- Quoted passage -

** begin **

I know you are usually eaten on your own — without benefit of silverware or, in many cases, tables and chairs — but the truth is that your pink flesh plays surprisingly well with other ingredients. During the dog days of summer, your candy-like flavor and refreshing texture are a welcome addition to many warm-weather dishes.
Your color and sweetness remind a lot of folks of tomatoes and, in fact, you marry well with tomatoes — as the market salad here demonstrates. I tried my hand at substituting you for tomatoes in various recipes and produced a Caprese salad and an orecchiette with watermelon that, while attractive, were not terribly good. On the other hand, my recipe for a BLW (bacon-lettuce-watermelon) sandwich is a winner.
Cheer up, you are no longer alone.
1. Choose a watermelon that is heavy for its size. Don’t be bothered by the yellow spot on its surface; that’s where it sat on the ground while the rest of the skin turned green.
2. Watermelons can be stored for 7 to 10 days at room temperature; after that they will lose flavor and texture. Once cut, store melons in the refrigerator for up to 4 days.
3. Many watermelons sold these days are seedless, but if you buy a seeded one that you want to de-seed, cut it into halves and then each half into 6 to 8 wedges. You’ll see the black seeds are all in a curved line parallel to the rind. Just use your finger or a spoon to scoop them out. You can also use this method to remove the little white seeds that afflict “seedless” melons.
Watermelons do a fine job of standing in for tomatoes in this sandwich. To balance their sweetness, I used peppery wild arugula for the lettuce and plenty of salt and pepper.
4 slices white bread
1 to 2 tablespoons mayonnaise
Large handful arugula or another peppery green such as watercress
1 large wedge watermelon, sliced about 1/4-inch thick and cut into pieces smaller than the bread
Salt and pepper
6 to 8 strips bacon, fried crisp
1. For each sandwich, toast bread and spread mayonnaise on one slice. On top of the mayonnaise place a layer of arugula, then half the slices of watermelon. Sprinkle salt and pepper on the watermelon. Top with strips of bacon and then with the other slice of toast (on which you can also spread mayonnaise). Repeat with second sandwich.

** end **

- Extracted records -
** begin **

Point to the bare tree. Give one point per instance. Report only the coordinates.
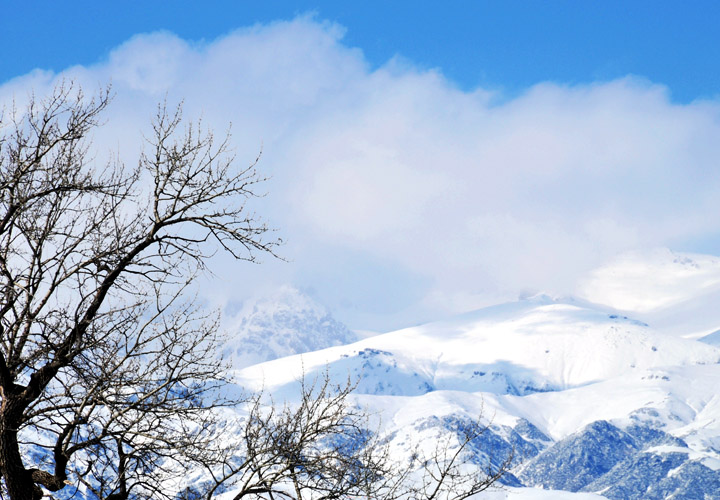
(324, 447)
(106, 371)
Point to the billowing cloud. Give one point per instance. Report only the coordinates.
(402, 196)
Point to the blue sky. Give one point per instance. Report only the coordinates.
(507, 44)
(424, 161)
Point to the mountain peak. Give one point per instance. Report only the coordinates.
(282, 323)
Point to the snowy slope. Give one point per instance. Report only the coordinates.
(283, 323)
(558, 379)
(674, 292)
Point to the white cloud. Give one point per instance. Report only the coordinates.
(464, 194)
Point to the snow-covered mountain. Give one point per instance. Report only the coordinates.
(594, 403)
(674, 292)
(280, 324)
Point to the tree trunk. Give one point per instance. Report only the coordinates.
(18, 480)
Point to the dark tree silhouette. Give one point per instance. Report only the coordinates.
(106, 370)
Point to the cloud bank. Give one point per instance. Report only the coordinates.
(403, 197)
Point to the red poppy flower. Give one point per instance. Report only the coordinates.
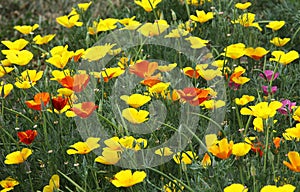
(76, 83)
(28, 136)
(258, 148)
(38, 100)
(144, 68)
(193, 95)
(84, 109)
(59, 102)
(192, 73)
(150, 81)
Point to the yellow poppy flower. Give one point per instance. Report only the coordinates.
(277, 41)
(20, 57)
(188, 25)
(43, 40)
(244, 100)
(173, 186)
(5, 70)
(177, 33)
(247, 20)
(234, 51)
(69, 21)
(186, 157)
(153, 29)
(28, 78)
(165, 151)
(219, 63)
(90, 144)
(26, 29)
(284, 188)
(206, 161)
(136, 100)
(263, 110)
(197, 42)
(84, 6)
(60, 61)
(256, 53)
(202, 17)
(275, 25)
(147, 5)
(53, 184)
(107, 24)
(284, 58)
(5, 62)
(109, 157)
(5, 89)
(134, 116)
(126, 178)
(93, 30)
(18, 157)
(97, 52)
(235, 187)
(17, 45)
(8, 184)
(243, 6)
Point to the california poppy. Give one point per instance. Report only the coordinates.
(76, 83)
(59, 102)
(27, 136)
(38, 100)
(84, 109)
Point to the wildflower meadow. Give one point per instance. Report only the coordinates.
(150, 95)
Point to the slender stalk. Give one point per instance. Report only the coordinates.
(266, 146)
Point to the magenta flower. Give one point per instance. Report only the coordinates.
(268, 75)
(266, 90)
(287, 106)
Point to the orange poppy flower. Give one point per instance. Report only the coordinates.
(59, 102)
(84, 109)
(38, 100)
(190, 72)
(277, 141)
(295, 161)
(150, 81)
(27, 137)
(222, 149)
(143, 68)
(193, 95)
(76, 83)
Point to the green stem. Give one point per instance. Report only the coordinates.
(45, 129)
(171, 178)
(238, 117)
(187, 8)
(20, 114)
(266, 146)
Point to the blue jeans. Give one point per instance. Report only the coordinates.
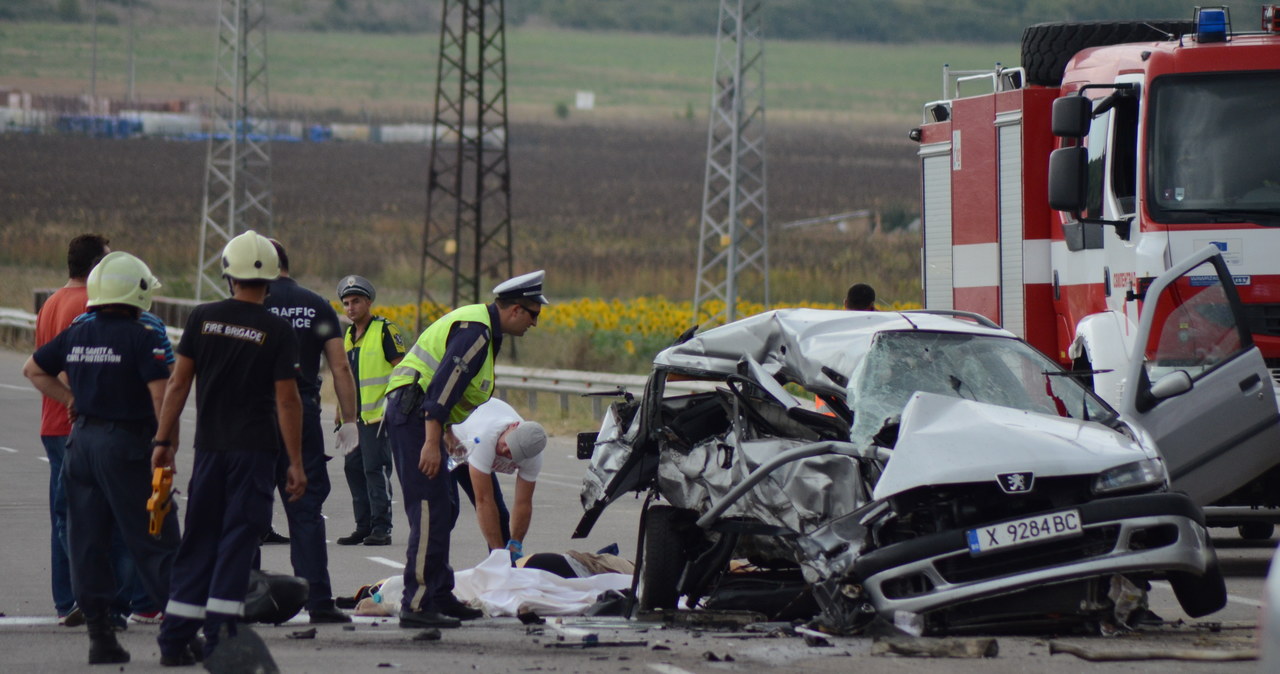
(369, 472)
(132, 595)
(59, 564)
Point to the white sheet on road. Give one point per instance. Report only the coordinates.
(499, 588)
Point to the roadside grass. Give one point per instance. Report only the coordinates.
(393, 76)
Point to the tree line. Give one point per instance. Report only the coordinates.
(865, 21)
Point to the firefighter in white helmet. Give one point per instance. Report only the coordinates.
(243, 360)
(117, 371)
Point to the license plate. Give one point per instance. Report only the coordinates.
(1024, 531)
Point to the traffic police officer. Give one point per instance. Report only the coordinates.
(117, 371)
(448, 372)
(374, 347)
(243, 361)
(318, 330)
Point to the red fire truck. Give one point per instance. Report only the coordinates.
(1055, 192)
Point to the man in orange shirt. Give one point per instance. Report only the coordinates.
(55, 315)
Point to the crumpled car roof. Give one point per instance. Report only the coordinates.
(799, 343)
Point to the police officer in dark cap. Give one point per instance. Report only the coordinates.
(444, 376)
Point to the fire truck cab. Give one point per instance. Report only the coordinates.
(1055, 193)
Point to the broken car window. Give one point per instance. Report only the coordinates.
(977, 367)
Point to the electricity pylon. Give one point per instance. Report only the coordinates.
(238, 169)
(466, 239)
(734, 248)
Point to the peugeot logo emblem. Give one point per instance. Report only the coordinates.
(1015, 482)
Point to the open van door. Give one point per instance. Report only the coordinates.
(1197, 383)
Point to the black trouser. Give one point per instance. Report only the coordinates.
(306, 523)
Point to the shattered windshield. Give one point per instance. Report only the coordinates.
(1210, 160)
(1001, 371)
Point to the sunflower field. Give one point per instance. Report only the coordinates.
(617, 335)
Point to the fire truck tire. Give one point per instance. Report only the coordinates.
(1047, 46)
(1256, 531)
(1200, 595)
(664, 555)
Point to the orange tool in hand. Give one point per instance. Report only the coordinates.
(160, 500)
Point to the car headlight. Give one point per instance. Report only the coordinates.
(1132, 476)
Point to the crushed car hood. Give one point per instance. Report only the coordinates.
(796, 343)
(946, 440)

** end **

- Task -
Reproduce verbatim the part of the watermelon text from "2. Watermelons can" to "salt and pepper.". The records bear no relation to the watermelon text.

- Written response -
2. Watermelons can be stored for 7 to 10 days at room temperature; after that they will lose flavor and texture. Once cut, store melons in the refrigerator for up to 4 days.
3. Many watermelons sold these days are seedless, but if you buy a seeded one that you want to de-seed, cut it into halves and then each half into 6 to 8 wedges. You’ll see the black seeds are all in a curved line parallel to the rind. Just use your finger or a spoon to scoop them out. You can also use this method to remove the little white seeds that afflict “seedless” melons.
Watermelons do a fine job of standing in for tomatoes in this sandwich. To balance their sweetness, I used peppery wild arugula for the lettuce and plenty of salt and pepper.